▸ What you need to do:
Reproduce the items below line for line, with no changes. Leave out the pictures.

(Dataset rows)
# # # # #

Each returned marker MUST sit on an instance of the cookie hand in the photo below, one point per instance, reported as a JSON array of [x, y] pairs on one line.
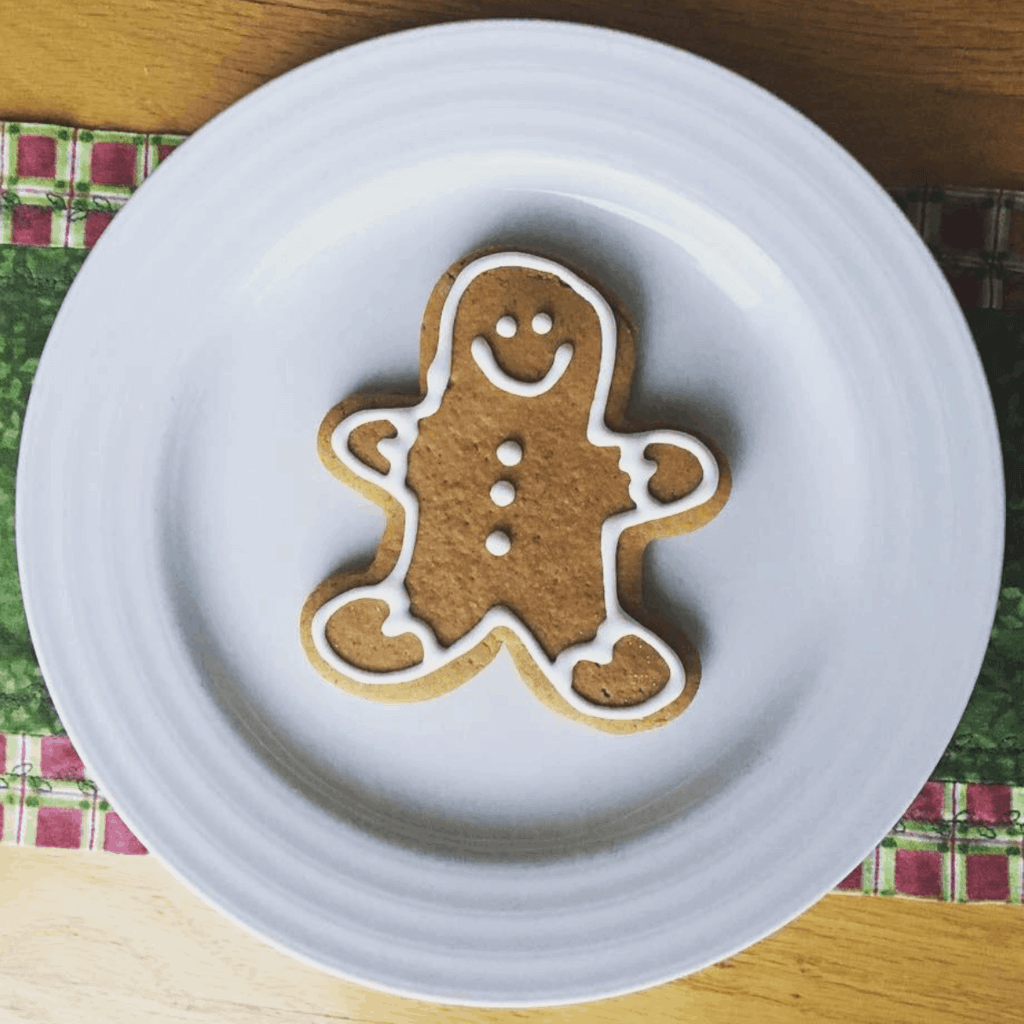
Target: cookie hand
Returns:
[[374, 444], [660, 464]]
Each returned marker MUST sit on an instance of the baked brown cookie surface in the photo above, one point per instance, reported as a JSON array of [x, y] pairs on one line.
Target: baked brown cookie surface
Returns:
[[518, 503]]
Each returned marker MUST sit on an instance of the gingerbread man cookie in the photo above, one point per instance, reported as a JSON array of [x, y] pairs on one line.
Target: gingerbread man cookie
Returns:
[[517, 513]]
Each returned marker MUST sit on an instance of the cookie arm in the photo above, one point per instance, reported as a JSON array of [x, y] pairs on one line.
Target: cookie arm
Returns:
[[657, 462], [374, 443]]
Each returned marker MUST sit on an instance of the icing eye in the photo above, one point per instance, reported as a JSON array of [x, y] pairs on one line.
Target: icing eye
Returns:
[[503, 493], [498, 544], [509, 453], [506, 327]]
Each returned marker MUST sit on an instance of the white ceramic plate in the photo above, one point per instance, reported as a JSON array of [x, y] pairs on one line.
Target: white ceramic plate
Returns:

# # # # #

▸ The output:
Each returned marker MUST sit on an instance of the cookie hand in the photo below, one point per instance, reported as a JSON array of [x, y] pairs on one line.
Target: cookie hand
Returns:
[[374, 444], [660, 464]]
Each returned marker MUST sit on an instance of the baked brown cookie surface in the photo above, one point per instance, reported as a JSON array of [x, y] pairs on one line.
Target: baked brown cookie surface
Returns:
[[518, 503]]
Each returned marker MUST sit on an instance of the gingerbread man cookie in the photo above, one point per instance, reported as a JSON array of [x, y] pairs on one line.
Target: gingerbread man cookie
Returns:
[[517, 513]]
Each returned marker MUST sit on an instance of the cookie arm in the photo above, one point per instance, reported as a JSON array of [x, y] pairs on one line.
Target: cookie arm
Returns:
[[657, 462], [374, 443]]
Each returned marker MUST sit on an instance of the icing eye in the photo above, one point per instance, reported as a JSON array of [x, y] pairs on one line.
Target: icing eye
Returns:
[[503, 493], [498, 544], [509, 453], [506, 327]]
Each returned marker MUST sit on an instance of the white ceramic plate in the photo above, one point per instance, reported as a JSON array of [x, y] pairs on one line.
Target: white ceramic plate
Returns:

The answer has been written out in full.